---------- Extracted records ----------

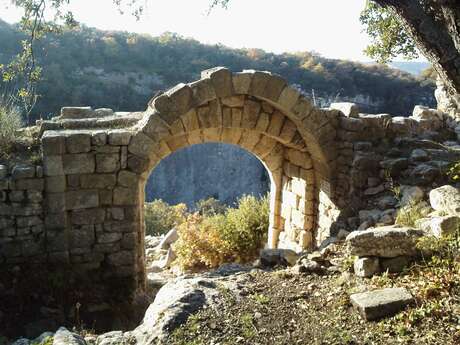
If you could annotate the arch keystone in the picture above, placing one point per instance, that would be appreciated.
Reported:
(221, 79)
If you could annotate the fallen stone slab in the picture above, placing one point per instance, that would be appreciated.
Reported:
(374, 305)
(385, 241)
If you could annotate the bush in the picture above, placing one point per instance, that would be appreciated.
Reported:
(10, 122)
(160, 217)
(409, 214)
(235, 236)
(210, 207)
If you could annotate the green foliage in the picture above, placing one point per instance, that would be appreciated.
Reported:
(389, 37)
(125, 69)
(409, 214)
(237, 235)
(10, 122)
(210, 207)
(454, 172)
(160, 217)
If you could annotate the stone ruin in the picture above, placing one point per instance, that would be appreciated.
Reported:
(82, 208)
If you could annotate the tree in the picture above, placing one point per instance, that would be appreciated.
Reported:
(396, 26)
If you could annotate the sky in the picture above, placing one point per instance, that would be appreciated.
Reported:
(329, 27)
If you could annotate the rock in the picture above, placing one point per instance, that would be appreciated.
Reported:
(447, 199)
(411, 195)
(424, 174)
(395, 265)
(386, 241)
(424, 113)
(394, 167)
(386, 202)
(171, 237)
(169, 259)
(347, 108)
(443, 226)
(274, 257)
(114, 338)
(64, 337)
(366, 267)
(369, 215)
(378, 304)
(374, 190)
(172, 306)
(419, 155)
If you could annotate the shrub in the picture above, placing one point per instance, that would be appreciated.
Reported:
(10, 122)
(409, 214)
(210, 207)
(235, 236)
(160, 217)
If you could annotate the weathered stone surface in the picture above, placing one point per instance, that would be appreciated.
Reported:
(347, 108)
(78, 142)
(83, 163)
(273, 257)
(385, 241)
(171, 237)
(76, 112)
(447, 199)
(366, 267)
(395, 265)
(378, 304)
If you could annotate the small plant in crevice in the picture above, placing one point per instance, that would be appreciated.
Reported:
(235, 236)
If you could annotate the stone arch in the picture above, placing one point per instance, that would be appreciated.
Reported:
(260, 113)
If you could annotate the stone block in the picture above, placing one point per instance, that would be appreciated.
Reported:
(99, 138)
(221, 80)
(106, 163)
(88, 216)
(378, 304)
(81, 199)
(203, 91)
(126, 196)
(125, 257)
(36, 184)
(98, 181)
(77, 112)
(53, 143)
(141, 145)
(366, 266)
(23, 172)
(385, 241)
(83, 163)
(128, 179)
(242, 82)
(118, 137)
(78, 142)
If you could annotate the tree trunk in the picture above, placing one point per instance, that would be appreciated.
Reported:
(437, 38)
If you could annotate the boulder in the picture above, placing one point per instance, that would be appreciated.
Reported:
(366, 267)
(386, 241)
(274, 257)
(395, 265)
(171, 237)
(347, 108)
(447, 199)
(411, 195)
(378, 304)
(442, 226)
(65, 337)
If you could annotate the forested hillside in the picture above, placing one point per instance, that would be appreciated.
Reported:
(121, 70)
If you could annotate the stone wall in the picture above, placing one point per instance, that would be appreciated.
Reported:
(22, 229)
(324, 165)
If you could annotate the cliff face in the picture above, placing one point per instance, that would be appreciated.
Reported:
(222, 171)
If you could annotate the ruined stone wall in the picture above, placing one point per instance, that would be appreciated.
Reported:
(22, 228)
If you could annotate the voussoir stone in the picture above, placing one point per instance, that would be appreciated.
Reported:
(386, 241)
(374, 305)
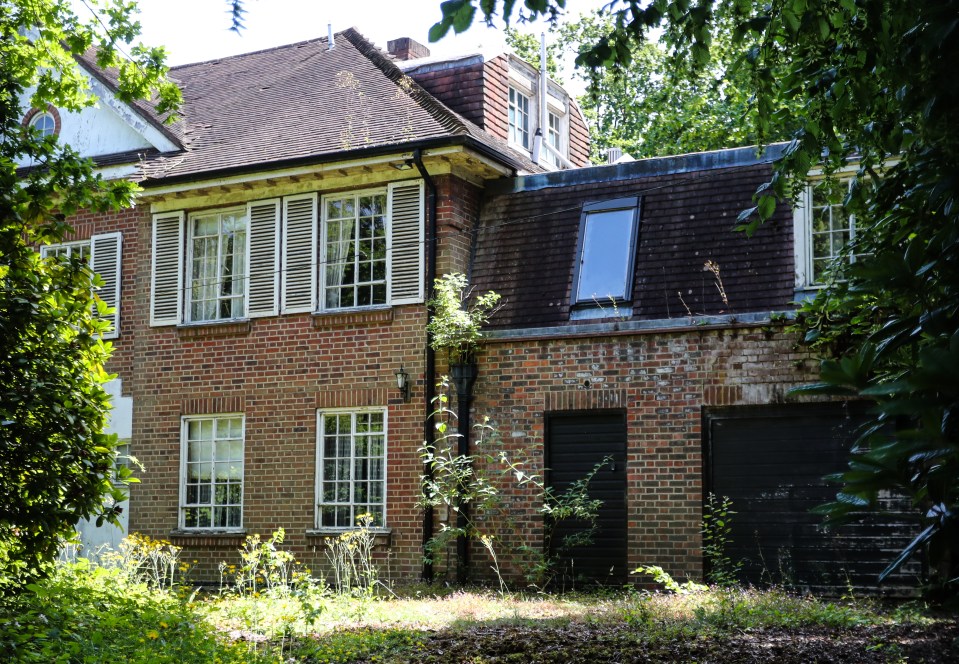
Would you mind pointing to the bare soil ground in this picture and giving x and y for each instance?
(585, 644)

----------

What to work on: Restate the data above exactly, stripping out each image.

Exercise result:
If you could annotate the arch keystone in the picture above, placing one point per instance, that would be appreciated.
Reported:
(221, 79)
If you could annotate the fallen stone slab in the picture above, placing one point per instance, that would be appreciated.
Reported:
(374, 305)
(385, 241)
If you could annotate the bush in the picture above, placing one point per instance, that would be appreciated.
Reported:
(10, 122)
(160, 217)
(409, 214)
(235, 236)
(210, 207)
If you could annotate the green foliage in the picture above, placing one point per instance, that would be appreciated.
Reported:
(389, 37)
(125, 69)
(409, 214)
(237, 235)
(10, 122)
(210, 207)
(454, 172)
(160, 217)
If you could annotate the stone ruin in the picture above, placing one point per instance, that would be appreciated.
Reported:
(82, 208)
If you could annotate the tree in the picture above, placing one point per instance, that would be appreciated.
Reported:
(396, 26)
If you could annotate the sky in the picture above, placing one point per instance, that would be appreciated.
Reported:
(329, 27)
If you could annotate the rock in the picture above, placing one point per instance, that would be appreciated.
Reported:
(447, 199)
(411, 195)
(424, 174)
(395, 265)
(386, 241)
(424, 113)
(394, 167)
(386, 202)
(171, 237)
(169, 259)
(347, 108)
(443, 226)
(274, 257)
(114, 338)
(64, 337)
(366, 267)
(369, 215)
(378, 304)
(374, 190)
(172, 306)
(419, 155)
If you could annotate the shrub in the picture above, placing one point per instance, that would be appreciated.
Reported:
(10, 122)
(409, 214)
(210, 207)
(235, 236)
(160, 217)
If you could annotate the weathered stone surface in the picture above, placing one point per instance, that would be appreciated.
Reported:
(347, 108)
(78, 142)
(83, 163)
(273, 257)
(385, 241)
(171, 237)
(76, 112)
(447, 199)
(366, 267)
(395, 265)
(378, 304)
If you could annotate the small plant in crevice in the picture above, placing one point per instance, that would be appreciated.
Reported:
(235, 236)
If you could annotate the stone arch in the picture above, placing one point per instance, that would be appreciated.
Reported:
(260, 113)
If you could annotate the stone block in the picture above, placing one point per instance, that would be appreciated.
Reported:
(99, 138)
(221, 80)
(106, 163)
(88, 216)
(378, 304)
(81, 199)
(203, 91)
(126, 196)
(125, 257)
(36, 184)
(98, 181)
(77, 112)
(53, 143)
(141, 145)
(366, 266)
(23, 172)
(385, 241)
(83, 163)
(128, 179)
(242, 82)
(118, 137)
(78, 142)
If you could annotate the tree trunk in the picture above, placing one point per instance, that would be appreciated.
Reported:
(437, 38)
If you could annotate the boulder in the picture above, placing one point per instance, that would be appreciated.
Reported:
(366, 267)
(386, 241)
(274, 257)
(395, 265)
(171, 237)
(347, 108)
(447, 199)
(411, 195)
(378, 304)
(442, 226)
(65, 337)
If you could annotate the forested hillside in the picture above, placing one point per instance, that would be appreciated.
Reported:
(121, 70)
If you could annotate the stone wall in the picture above, placing one point per instance, that would be appreciated.
Reported:
(22, 229)
(324, 165)
If you could annotate the cliff face in the picture above, placing one point per instance, that would be appreciated.
Reported:
(222, 171)
If you could annotate the ruined stone wall in the picture above, placing one point per instance, that would be appreciated.
Reported:
(22, 228)
If you could annotate the voussoir stone in the picture above, placing one point per instance, that would be appreciated.
Reported:
(386, 241)
(374, 305)
Would you mind pointing to the bare soil ground in this picture and giving x and y for each instance?
(585, 644)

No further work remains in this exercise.